WORK TASK
Answer these questions from the passage below on the Erdoğan corruption investigation.
(a) How many people died after Erdoğan turned the police loose on the Gezi Park protests?
(b) How many government officials were among those arrested on December 17, 2013?
(c) What term did Erdoğan use to denounce the investigation?

The allegations came at a time when Erdoğan was increasingly embattled, and also increasingly aggressive. In the spring of 2013, police had broken up a peaceful demonstration in Istanbul’s Gezi Park, igniting protests in which millions of people took part. Erdoğan turned loose the police; eleven people died, and more than eight thousand were injured. That year, more than a hundred journalists were fired after criticizing Erdoğan.

On December 17, 2013, police arrested Zarrab and eighty-eight others, including forty-three government officials. Although they did not arrest any of Erdoğan’s ministers, they detained the sons of three of them, claiming that they were conduits for bribes. Erdoğan’s son Bilal also came under suspicion, after a wiretap captured what was alleged to be a conversation between him and his father. Erdoğan has insisted that the tape was doctored, but it circulated widely on social media, and Turks claimed to recognize his voice.


Tayyip Erdoğan: Eighteen people’s homes are being searched right now with this big corruption operation. . . . So I’m saying, whatever you have at home, take it out. O.K.?

Bilal: Dad, what could I even have at home? There’s your money in the safe.

Tayyip: Yes, that’s what I’m saying.

A little while later, the two apparently spoke again.


Tayyip: Did you get rid of all of it, or . . . ?

Bilal: No, not all of it, Dad. So, there’s something like thirty million euros left that we haven’t been able to liquidate.

Western officials told me that they regarded the investigation as a Gülenist attempt to topple Erdoğan’s government—but that the evidence seemed credible. As the investigation gathered force, four of Erdoğan’s ministers resigned. One of them, Erdoğan Bayraktar, called on Erdoğan to quit, saying, “The Prime Minister, too, has to resign.”

Instead, Erdoğan struck back. He denounced the investigation as a “judicial coup” and enacted a wholesale reorganization of the country’s criminal-justice system, forcing out thousands of police, prosecutors, and judges linked to the Zarrab case. Ardıç, the police chief who headed the investigation, was removed from the case and later imprisoned. Ultimately, the bribery charges were dropped.

[Dataset items]
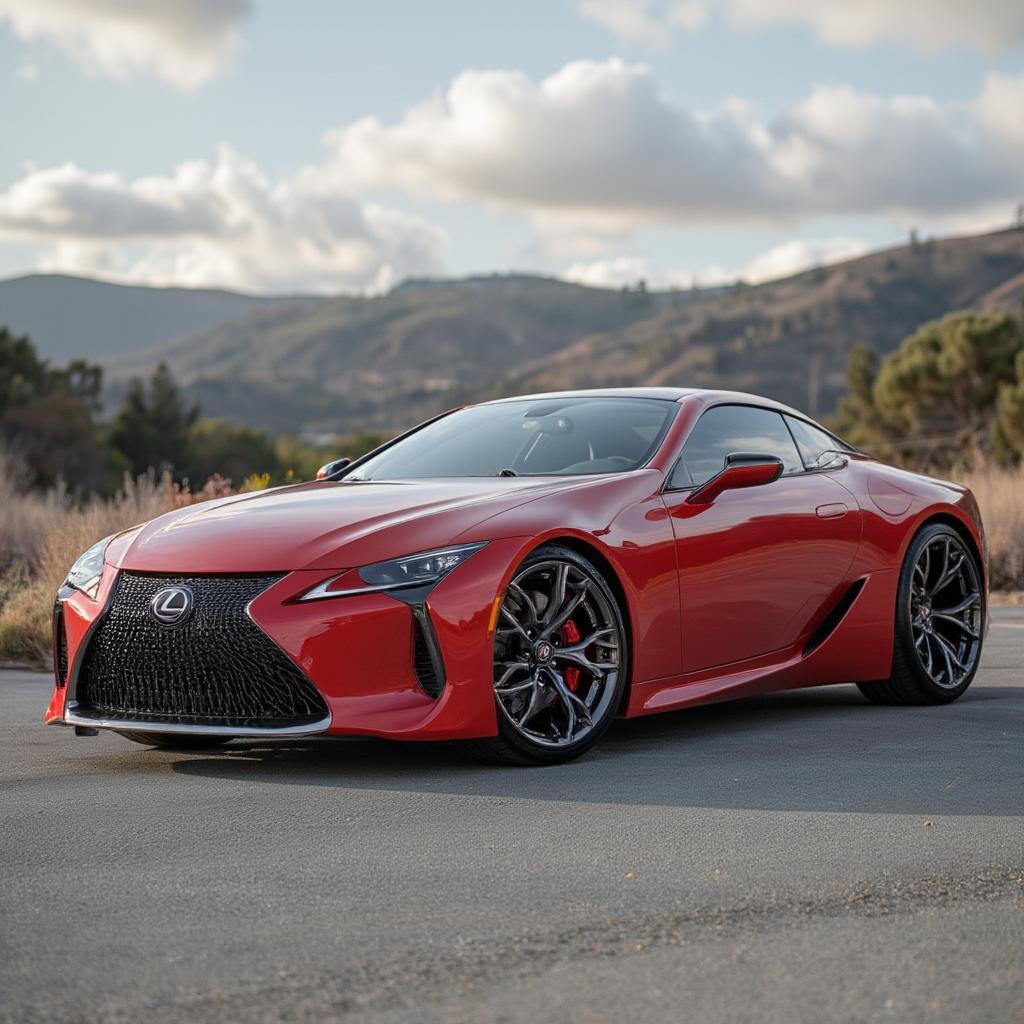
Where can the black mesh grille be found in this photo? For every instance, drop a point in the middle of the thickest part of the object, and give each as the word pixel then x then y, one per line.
pixel 423 663
pixel 215 668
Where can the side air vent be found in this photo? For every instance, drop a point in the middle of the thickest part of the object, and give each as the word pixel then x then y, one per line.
pixel 426 654
pixel 835 616
pixel 59 644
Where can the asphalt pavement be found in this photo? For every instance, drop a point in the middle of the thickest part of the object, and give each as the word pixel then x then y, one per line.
pixel 799 857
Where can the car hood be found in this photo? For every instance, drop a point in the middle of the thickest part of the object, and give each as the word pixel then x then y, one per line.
pixel 321 525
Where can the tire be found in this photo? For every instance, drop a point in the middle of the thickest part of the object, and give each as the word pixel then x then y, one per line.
pixel 174 741
pixel 935 654
pixel 555 694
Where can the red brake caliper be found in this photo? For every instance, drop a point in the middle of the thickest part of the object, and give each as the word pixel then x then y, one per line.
pixel 570 635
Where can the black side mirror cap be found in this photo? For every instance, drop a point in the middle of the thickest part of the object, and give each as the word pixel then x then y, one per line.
pixel 742 469
pixel 333 470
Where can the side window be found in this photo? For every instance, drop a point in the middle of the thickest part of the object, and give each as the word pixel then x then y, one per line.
pixel 725 429
pixel 812 441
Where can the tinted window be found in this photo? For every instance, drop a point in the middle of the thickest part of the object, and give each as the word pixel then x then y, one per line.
pixel 812 441
pixel 725 429
pixel 562 436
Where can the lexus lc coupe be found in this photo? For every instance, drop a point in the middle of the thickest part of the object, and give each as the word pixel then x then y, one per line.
pixel 515 574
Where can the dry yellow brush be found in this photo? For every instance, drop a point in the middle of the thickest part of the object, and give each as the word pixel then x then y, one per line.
pixel 1000 497
pixel 41 534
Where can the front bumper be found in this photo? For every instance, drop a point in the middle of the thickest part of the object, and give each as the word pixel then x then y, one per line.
pixel 358 652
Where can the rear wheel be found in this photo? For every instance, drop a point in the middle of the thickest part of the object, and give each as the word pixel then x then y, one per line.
pixel 174 741
pixel 939 614
pixel 560 660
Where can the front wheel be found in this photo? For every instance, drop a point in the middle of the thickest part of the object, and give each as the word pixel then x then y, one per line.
pixel 939 616
pixel 560 660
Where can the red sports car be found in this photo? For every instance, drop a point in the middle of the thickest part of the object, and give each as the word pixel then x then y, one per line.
pixel 516 573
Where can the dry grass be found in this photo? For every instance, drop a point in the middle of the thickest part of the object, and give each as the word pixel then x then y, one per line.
pixel 42 534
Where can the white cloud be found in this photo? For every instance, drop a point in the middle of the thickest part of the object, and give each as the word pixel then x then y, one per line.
pixel 219 223
pixel 183 42
pixel 929 25
pixel 642 20
pixel 779 261
pixel 597 147
pixel 801 254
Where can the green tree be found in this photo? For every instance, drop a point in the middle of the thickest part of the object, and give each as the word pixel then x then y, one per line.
pixel 23 375
pixel 1008 426
pixel 941 385
pixel 47 417
pixel 153 425
pixel 856 418
pixel 218 446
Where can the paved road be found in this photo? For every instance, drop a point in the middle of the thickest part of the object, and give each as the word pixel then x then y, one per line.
pixel 801 857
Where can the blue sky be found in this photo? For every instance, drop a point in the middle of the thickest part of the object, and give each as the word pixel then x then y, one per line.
pixel 741 136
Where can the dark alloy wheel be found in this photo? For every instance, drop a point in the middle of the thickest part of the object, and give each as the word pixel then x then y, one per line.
pixel 174 740
pixel 560 659
pixel 939 621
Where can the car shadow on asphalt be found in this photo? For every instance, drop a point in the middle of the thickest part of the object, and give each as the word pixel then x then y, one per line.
pixel 818 750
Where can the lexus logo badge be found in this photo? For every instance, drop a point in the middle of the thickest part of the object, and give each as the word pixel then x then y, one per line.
pixel 172 605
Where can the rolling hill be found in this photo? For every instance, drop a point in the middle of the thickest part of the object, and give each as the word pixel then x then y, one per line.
pixel 68 317
pixel 790 339
pixel 347 364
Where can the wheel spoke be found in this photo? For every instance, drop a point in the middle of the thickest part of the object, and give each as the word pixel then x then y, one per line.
pixel 529 669
pixel 953 562
pixel 514 628
pixel 576 710
pixel 949 652
pixel 532 708
pixel 576 653
pixel 511 668
pixel 527 604
pixel 928 651
pixel 961 624
pixel 566 613
pixel 925 568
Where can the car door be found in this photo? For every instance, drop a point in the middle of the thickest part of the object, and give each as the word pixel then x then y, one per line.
pixel 758 564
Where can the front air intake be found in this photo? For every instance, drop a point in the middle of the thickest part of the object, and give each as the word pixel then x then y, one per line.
pixel 216 668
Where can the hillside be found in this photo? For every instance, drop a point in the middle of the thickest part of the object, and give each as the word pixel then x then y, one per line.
pixel 790 339
pixel 352 363
pixel 384 363
pixel 71 317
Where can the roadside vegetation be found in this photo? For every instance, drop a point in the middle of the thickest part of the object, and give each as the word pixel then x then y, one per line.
pixel 949 400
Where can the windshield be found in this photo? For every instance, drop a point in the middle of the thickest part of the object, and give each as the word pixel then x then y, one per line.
pixel 561 436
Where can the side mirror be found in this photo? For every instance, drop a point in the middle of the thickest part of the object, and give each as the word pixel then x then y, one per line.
pixel 742 469
pixel 333 470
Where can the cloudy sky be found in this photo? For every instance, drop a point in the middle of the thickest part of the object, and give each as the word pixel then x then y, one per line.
pixel 329 145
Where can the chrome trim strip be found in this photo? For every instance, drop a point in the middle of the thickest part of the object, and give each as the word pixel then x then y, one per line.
pixel 72 717
pixel 320 592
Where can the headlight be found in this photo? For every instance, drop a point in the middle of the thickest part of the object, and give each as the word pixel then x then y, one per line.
pixel 398 573
pixel 88 567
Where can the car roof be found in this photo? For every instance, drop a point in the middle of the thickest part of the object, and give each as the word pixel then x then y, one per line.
pixel 708 396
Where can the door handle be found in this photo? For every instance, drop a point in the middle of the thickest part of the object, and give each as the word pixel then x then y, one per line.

WRITTEN RESPONSE
(a) Eleven people.
(b) Forty-three.
(c) A "judicial coup."